**Given passage**
------------------------
They want to provide the right data and the right tools to the right people to make the right decisions. They don't want to be the referee who's blowing the whistle at the end of the day; who's not signing the contract. So, we've seen this shift. 

The changing eras of the modern CFO

Chris, I'm curious, what shift are you seeing in the modern CFO, and how has that role evolved in the last couple of years?


Yeah, I think I’d like to distill it down into 3 different eras. Before the pandemic, finance was the scorekeeper. That was the value proposition that we brought to the business. We used to track how many widgets we will do in the budget. During the pandemic, the CROs, Chief Marketing Officers, and Chief Sales Officers found too much uncertainty and complexity. We didn’t know how to navigate through this. 

That's where the office of the modern CFO stepped up. We took the reins. We were great collaborators. We were great communicators. We helped connect the business. We helped drive clarity in a lot of chaos, and most importantly we built a community. With that second era, the business baseline is already established for the third era that we're walking into.

The business now expects the office of the CFO to have a lot of these intangible skills. They want the CFOs of the future to speak the business language, tell a story, collaborate, and help navigate through uncertainty.
------------------------
**Dataset entries**
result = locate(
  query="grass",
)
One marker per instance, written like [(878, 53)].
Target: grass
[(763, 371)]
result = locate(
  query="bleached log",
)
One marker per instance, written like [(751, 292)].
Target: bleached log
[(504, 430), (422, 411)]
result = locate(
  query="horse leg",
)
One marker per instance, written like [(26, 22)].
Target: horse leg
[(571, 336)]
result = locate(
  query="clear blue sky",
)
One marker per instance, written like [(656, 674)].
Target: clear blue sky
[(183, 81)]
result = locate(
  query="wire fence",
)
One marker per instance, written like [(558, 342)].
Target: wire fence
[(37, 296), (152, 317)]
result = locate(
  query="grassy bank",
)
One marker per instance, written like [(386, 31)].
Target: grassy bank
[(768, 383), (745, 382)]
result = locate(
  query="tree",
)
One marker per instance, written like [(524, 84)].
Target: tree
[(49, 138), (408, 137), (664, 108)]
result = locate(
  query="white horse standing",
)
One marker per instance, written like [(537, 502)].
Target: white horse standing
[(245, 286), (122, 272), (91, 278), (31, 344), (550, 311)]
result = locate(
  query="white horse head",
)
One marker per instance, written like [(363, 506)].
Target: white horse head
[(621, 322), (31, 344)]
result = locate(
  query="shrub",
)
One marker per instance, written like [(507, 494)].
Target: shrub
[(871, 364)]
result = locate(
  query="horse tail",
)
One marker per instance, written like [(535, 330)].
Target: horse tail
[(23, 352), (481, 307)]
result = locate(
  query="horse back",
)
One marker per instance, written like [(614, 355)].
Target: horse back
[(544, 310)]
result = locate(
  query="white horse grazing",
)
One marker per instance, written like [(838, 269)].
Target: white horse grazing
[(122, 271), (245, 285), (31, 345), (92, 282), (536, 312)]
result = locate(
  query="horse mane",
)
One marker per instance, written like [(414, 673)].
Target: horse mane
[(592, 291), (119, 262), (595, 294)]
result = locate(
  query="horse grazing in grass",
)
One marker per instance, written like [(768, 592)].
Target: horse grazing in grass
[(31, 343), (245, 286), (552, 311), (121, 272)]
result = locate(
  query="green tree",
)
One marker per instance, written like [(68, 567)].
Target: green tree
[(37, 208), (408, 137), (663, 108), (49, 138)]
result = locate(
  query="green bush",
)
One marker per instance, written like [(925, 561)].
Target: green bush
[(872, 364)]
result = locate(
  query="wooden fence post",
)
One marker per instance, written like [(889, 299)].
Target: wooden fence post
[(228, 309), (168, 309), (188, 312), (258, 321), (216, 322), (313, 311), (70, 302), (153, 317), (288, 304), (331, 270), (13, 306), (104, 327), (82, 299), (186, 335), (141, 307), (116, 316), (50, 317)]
------------------------
**Tasks for this exercise**
1. Print everything in the passage on the modern CFO from "They want to" down to "seen this shift.".
2. Does the passage on the modern CFO agree with each of these statements? (a) Chris sorts the change in the CFO role into three eras. (b) Before the pandemic, finance acted as the referee for the business. (c) During the pandemic, the office of the CFO built a community. Answer yes or no for each, quoting the deciding words.
These records were taken from a separate source.

**Task-by-task solutions**
1.
They want to provide the right data and the right tools to the right people to make the right decisions. They don't want to be the referee who's blowing the whistle at the end of the day; who's not signing the contract. So, we've seen this shift.

2.
(a) Yes: "I’d like to distill it down into 3 different eras."
(b) No: "Before the pandemic, finance was the scorekeeper."
(c) Yes: "most importantly we built a community."